- [What you need to do] Transcribe exactly the lines from the one holding "Each instance of the woman's" to the end of the data below, including both of those lines and no others.

++++ Given information

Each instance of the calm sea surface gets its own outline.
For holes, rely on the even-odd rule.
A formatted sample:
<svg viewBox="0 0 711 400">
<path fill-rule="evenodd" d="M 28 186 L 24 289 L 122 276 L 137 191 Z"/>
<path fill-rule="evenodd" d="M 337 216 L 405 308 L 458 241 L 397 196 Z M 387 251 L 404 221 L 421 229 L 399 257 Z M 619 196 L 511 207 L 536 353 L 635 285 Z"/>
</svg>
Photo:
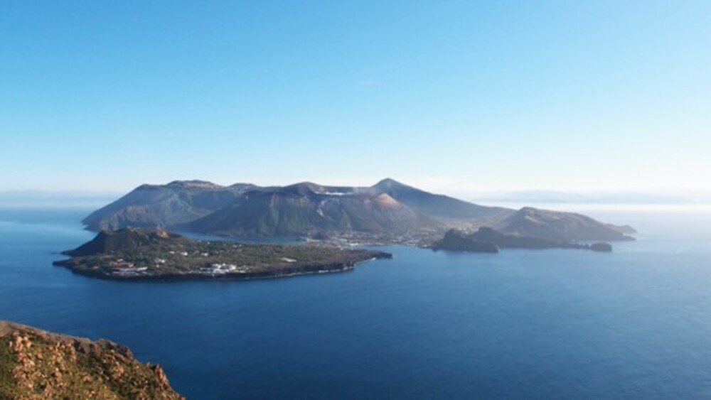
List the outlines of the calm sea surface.
<svg viewBox="0 0 711 400">
<path fill-rule="evenodd" d="M 710 214 L 594 214 L 640 231 L 612 254 L 117 283 L 51 265 L 89 211 L 0 210 L 0 319 L 126 345 L 188 399 L 711 398 Z"/>
</svg>

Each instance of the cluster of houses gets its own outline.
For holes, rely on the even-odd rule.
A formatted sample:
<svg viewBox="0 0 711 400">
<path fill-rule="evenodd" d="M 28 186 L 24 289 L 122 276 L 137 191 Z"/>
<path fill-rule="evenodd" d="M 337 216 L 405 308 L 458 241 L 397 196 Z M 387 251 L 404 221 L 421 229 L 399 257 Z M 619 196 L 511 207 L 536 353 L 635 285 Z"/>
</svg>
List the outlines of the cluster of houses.
<svg viewBox="0 0 711 400">
<path fill-rule="evenodd" d="M 250 267 L 247 266 L 237 266 L 233 264 L 213 264 L 200 269 L 200 271 L 212 274 L 227 274 L 228 272 L 244 274 L 249 272 Z"/>
</svg>

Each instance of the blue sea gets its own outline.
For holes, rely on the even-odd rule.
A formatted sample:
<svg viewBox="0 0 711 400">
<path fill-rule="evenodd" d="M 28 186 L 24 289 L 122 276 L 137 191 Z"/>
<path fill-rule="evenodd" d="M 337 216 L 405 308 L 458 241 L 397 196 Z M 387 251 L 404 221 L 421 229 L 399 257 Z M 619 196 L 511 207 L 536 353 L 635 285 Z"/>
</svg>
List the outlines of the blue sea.
<svg viewBox="0 0 711 400">
<path fill-rule="evenodd" d="M 129 346 L 188 399 L 710 399 L 711 214 L 599 212 L 611 254 L 450 254 L 278 280 L 53 266 L 90 210 L 0 210 L 0 319 Z"/>
</svg>

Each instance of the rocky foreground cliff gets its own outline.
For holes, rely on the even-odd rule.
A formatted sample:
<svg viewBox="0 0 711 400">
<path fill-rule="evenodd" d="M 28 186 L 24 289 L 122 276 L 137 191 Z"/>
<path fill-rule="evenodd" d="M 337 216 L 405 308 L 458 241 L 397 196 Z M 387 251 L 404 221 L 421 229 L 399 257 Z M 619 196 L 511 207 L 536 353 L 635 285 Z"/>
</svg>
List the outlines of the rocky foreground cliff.
<svg viewBox="0 0 711 400">
<path fill-rule="evenodd" d="M 120 345 L 0 321 L 0 399 L 184 399 Z"/>
</svg>

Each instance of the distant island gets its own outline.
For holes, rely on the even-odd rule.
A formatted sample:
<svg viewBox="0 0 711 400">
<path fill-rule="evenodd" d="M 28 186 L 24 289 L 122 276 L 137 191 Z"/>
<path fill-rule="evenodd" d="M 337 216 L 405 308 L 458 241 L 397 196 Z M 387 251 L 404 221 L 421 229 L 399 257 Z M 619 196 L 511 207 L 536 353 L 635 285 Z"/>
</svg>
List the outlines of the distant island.
<svg viewBox="0 0 711 400">
<path fill-rule="evenodd" d="M 123 281 L 256 279 L 343 271 L 392 254 L 309 243 L 267 244 L 193 240 L 160 229 L 102 231 L 55 265 Z"/>
<path fill-rule="evenodd" d="M 121 345 L 0 321 L 0 399 L 184 399 Z"/>
<path fill-rule="evenodd" d="M 531 236 L 503 234 L 496 230 L 481 227 L 474 232 L 450 229 L 444 237 L 432 244 L 434 250 L 467 252 L 471 253 L 498 253 L 501 249 L 577 249 L 593 252 L 609 252 L 612 246 L 609 243 L 574 243 L 555 242 Z"/>
<path fill-rule="evenodd" d="M 555 243 L 632 240 L 634 229 L 571 212 L 473 204 L 392 179 L 373 186 L 301 183 L 222 186 L 202 180 L 142 185 L 82 221 L 225 236 L 298 236 L 335 244 L 429 247 L 451 229 L 488 227 Z"/>
</svg>

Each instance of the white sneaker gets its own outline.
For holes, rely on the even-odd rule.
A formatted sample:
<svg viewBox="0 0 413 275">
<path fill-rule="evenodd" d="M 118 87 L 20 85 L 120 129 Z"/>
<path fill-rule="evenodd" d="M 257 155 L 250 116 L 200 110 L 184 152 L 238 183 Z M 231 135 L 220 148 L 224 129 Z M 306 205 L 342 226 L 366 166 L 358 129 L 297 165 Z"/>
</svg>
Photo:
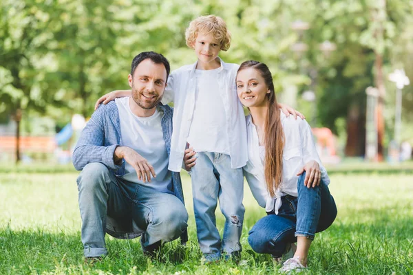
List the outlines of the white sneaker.
<svg viewBox="0 0 413 275">
<path fill-rule="evenodd" d="M 303 265 L 303 264 L 299 261 L 299 257 L 297 256 L 290 258 L 286 261 L 282 265 L 282 267 L 279 269 L 279 272 L 281 273 L 287 273 L 292 271 L 300 272 L 306 268 L 307 268 L 307 267 Z"/>
<path fill-rule="evenodd" d="M 290 258 L 293 258 L 295 254 L 295 250 L 297 250 L 297 245 L 295 243 L 288 243 L 286 248 L 286 252 L 283 254 L 281 257 L 273 256 L 273 261 L 274 261 L 274 263 L 282 263 L 283 261 L 288 260 Z"/>
</svg>

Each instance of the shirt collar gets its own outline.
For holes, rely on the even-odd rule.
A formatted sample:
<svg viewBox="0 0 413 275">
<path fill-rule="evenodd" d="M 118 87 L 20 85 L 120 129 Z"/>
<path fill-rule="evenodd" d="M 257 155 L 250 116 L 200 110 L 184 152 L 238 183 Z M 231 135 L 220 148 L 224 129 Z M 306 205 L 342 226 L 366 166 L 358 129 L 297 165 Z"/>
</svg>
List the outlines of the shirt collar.
<svg viewBox="0 0 413 275">
<path fill-rule="evenodd" d="M 248 127 L 252 123 L 252 117 L 251 115 L 249 114 L 246 116 L 246 126 Z"/>
</svg>

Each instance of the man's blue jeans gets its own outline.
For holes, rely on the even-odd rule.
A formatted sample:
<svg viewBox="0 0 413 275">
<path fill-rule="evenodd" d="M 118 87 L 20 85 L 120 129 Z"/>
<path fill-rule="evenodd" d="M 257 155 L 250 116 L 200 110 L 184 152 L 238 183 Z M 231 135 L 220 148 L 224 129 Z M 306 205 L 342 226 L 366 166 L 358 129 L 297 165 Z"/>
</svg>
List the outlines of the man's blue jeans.
<svg viewBox="0 0 413 275">
<path fill-rule="evenodd" d="M 248 241 L 255 252 L 279 257 L 288 243 L 297 241 L 297 236 L 313 240 L 316 232 L 331 226 L 337 209 L 328 187 L 321 182 L 319 186 L 308 188 L 305 177 L 304 173 L 299 178 L 298 197 L 282 197 L 278 214 L 268 212 L 251 230 Z"/>
<path fill-rule="evenodd" d="M 241 252 L 244 175 L 242 168 L 231 168 L 228 155 L 211 152 L 197 155 L 196 164 L 190 172 L 197 235 L 206 260 L 214 261 L 221 252 L 229 256 Z M 215 215 L 218 199 L 225 217 L 222 242 Z"/>
<path fill-rule="evenodd" d="M 188 226 L 188 213 L 172 194 L 116 178 L 100 163 L 83 168 L 77 179 L 86 257 L 107 254 L 105 234 L 119 239 L 142 235 L 143 251 L 178 239 Z"/>
</svg>

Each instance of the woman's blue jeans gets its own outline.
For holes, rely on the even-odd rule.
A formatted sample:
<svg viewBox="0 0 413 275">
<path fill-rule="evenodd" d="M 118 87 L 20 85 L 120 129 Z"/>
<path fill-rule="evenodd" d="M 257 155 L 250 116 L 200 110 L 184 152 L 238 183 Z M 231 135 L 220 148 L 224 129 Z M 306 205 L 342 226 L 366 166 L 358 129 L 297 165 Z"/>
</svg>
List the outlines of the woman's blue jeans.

++++++++

- [Answer to the task]
Each instance of the woman's blue jeans gets its own outline.
For holes, rely on the even-odd rule.
A formatted sample:
<svg viewBox="0 0 413 275">
<path fill-rule="evenodd" d="M 118 87 L 20 85 L 120 129 Z"/>
<path fill-rule="evenodd" d="M 257 155 L 250 116 L 200 110 L 184 152 L 238 183 Z M 231 135 L 220 148 L 224 129 Z M 306 205 L 342 226 L 366 166 L 358 129 L 297 165 Z"/>
</svg>
List the outlines of the woman's blue jeans.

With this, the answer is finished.